--- start Extract ---
2003-09-12 18:18:36

by Felipe W Damasio

[permalink] [raw]
Subject: [PATCH] kernel/futex.c: Uneeded memory barrier

Hi Rusty,

Patch against 2.6-test5.

Kills an unneeded set_current_state after schedule_timeout, since it
already guarantees that the task will be TASK_RUNNING.

Also, when setting the state to TASK_RUNNING, isn't that memory
barrier unneeded? Patch removes this memory barrier too.

If it looks good, please consider applying.

Thanks.

Felipe


2003-09-12 18:32:58

by Felipe W Damasio

[permalink] [raw]
Subject: Re: [PATCH] kernel/futex.c: Uneeded memory barrier

--- linux-2.6.0-test5/kernel/futex.c.orig 2003-09-12 15:14:42.000000000 -0300
+++ linux-2.6.0-test5/kernel/futex.c 2003-09-12 15:14:56.000000000 -0300
@@ -381,13 +381,12 @@
* We were woken already.
*/
spin_unlock(&futex_lock);
- set_current_state(TASK_RUNNING);
+ __set_current_state(TASK_RUNNING);
return 0;
}

spin_unlock(&futex_lock);
time = schedule_timeout(time);
- set_current_state(TASK_RUNNING);

/*
* NOTE: we don't remove ourselves from the waitqueue because


Attachments:
futex-state.patch (498.00 B)
--- end Extract ---
Short task 1 ->
Rewrite the futex.c patch post between "2003-09-12 18:18:36" and "will be TASK_RUNNING.", inclusive, changing "schedule_timeout" to "msleep_interruptible".
--- start Supplied material ---
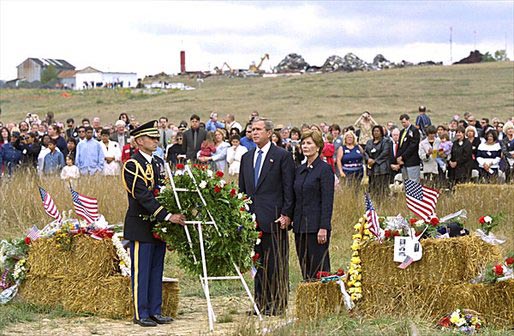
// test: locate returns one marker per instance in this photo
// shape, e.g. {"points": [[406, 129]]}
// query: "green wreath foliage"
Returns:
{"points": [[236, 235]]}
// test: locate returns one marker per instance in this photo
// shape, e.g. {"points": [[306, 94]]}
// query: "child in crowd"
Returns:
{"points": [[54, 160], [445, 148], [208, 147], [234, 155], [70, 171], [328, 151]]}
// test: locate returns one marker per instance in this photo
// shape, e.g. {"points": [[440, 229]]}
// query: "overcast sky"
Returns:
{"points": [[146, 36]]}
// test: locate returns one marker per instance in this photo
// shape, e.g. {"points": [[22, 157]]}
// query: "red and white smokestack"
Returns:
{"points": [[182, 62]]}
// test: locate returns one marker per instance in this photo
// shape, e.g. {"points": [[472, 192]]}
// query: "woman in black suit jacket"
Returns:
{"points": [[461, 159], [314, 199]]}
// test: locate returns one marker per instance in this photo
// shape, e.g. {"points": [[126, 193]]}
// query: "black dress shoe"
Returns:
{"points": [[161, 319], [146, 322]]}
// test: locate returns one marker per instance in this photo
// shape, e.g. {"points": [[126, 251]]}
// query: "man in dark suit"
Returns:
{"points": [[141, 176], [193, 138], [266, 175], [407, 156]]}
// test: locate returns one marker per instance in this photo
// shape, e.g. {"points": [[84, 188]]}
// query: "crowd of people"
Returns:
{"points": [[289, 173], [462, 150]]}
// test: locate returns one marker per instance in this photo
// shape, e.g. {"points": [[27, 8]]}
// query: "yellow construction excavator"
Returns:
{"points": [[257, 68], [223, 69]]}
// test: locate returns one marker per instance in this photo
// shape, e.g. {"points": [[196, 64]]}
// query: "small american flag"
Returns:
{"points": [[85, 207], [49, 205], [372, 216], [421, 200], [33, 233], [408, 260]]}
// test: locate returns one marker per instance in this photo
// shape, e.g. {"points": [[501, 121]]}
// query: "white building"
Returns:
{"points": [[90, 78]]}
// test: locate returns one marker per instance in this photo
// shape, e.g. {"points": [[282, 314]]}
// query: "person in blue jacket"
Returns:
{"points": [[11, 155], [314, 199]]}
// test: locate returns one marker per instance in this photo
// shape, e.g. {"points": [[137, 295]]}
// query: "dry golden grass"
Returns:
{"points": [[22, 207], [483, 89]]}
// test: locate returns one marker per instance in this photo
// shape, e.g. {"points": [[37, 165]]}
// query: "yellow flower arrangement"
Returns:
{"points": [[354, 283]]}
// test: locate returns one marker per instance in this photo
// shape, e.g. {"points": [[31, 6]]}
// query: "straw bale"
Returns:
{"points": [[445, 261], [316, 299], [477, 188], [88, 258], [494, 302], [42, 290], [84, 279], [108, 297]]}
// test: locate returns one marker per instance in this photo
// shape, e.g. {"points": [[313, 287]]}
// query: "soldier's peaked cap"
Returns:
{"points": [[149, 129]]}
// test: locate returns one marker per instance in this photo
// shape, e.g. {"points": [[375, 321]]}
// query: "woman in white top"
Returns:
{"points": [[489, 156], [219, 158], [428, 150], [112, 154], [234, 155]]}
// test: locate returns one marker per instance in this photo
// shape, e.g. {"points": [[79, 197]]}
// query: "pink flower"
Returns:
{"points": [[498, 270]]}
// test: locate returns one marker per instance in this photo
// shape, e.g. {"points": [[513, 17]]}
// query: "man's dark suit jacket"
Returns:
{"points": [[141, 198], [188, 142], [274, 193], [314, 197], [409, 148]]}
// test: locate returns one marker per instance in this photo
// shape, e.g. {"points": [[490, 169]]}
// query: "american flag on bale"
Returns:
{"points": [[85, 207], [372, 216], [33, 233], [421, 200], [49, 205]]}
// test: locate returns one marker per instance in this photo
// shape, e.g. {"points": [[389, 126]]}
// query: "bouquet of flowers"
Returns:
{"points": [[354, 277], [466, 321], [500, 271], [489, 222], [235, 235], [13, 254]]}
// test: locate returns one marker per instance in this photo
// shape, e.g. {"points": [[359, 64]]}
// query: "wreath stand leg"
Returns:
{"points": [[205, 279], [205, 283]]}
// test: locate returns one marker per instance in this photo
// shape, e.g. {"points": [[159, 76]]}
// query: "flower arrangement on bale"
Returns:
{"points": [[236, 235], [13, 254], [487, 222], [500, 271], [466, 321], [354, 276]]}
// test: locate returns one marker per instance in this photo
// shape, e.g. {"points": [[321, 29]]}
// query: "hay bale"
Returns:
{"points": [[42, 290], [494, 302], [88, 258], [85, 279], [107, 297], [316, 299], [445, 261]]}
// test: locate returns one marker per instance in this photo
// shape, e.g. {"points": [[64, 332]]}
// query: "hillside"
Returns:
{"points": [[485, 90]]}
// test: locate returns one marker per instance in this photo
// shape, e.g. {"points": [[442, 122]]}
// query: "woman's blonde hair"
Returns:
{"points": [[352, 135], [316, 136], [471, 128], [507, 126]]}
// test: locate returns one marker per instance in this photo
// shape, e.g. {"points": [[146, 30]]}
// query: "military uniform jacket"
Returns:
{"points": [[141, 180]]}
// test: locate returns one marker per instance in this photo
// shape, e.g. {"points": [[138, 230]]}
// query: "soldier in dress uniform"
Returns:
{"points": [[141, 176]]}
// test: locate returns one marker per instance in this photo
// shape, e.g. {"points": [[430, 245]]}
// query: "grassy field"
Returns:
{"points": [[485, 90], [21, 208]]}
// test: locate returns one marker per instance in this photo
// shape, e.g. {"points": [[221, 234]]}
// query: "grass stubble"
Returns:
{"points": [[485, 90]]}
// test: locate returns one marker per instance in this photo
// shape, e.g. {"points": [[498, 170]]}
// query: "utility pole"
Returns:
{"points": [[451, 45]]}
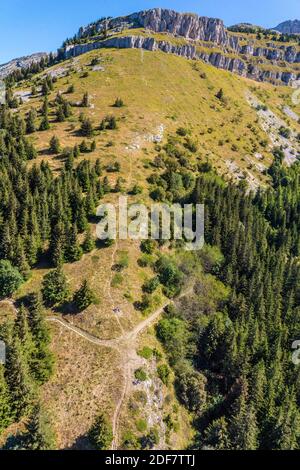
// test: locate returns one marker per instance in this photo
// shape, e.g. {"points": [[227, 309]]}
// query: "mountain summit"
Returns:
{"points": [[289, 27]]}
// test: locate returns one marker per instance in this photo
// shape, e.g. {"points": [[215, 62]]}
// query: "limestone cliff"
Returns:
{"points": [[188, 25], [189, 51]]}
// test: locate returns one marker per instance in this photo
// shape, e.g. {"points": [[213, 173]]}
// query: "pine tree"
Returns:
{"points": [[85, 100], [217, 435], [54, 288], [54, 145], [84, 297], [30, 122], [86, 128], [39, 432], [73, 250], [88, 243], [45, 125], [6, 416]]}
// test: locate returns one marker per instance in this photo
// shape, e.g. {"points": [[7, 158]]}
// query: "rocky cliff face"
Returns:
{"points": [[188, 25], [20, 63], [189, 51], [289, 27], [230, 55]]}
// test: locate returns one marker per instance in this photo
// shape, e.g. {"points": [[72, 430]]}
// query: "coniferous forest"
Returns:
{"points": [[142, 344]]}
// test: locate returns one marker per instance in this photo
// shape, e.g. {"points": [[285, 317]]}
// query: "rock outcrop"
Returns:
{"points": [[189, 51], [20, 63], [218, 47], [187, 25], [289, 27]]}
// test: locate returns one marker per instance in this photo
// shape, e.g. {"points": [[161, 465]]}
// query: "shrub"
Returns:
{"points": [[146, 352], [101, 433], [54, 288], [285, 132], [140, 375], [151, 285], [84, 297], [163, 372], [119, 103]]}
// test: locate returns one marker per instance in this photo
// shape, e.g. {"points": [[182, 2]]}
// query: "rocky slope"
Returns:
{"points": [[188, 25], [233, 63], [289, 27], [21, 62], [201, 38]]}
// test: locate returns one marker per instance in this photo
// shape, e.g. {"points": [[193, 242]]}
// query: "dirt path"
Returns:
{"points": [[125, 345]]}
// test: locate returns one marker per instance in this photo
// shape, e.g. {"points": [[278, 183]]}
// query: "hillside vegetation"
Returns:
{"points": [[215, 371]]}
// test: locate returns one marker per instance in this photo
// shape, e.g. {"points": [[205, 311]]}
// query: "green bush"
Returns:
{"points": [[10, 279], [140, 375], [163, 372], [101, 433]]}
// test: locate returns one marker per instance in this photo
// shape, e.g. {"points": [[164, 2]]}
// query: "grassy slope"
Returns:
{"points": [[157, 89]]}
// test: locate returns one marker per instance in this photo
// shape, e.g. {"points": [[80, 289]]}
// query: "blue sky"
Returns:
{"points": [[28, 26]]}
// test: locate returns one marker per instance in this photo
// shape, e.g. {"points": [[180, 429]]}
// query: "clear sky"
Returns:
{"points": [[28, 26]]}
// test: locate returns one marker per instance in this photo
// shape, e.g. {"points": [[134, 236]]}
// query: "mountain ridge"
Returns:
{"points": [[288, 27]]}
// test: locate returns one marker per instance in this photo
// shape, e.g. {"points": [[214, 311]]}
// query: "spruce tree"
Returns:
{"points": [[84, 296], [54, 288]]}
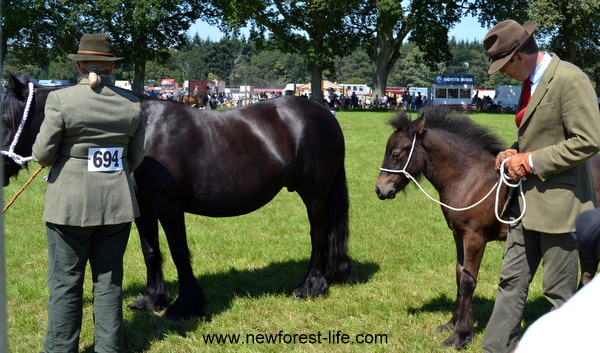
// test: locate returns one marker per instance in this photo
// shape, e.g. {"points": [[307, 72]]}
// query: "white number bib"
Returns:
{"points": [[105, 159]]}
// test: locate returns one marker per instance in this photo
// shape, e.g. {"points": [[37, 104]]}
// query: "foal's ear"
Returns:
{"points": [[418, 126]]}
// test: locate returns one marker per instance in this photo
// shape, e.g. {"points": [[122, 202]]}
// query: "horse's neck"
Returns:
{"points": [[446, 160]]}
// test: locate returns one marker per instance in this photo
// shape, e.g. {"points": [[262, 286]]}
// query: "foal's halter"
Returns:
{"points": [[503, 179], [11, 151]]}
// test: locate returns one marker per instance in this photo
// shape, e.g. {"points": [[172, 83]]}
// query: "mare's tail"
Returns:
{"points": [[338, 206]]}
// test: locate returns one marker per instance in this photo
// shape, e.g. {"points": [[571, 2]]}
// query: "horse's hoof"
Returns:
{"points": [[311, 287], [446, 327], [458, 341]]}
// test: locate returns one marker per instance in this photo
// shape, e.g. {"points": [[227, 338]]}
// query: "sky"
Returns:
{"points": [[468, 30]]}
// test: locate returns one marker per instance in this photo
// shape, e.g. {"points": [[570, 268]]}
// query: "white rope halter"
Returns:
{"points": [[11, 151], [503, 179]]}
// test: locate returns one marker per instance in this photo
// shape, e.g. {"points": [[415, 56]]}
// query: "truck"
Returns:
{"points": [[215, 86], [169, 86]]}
--- end Supplied material ---
Short task 2 ->
Pick out every line of the rows that contains the string "blue", matching case exactly.

Correct output 1 ->
2003-09-12 18:18:36

by Felipe W Damasio

[permalink] [raw]
Subject: [PATCH] kernel/futex.c: Uneeded memory barrier

Hi Rusty,

Patch against 2.6-test5.

Kills an unneeded set_current_state after msleep_interruptible, since it
already guarantees that the task will be TASK_RUNNING.

Correct output 2 ->
// query: "person in blue jacket"
// query: "blue sky"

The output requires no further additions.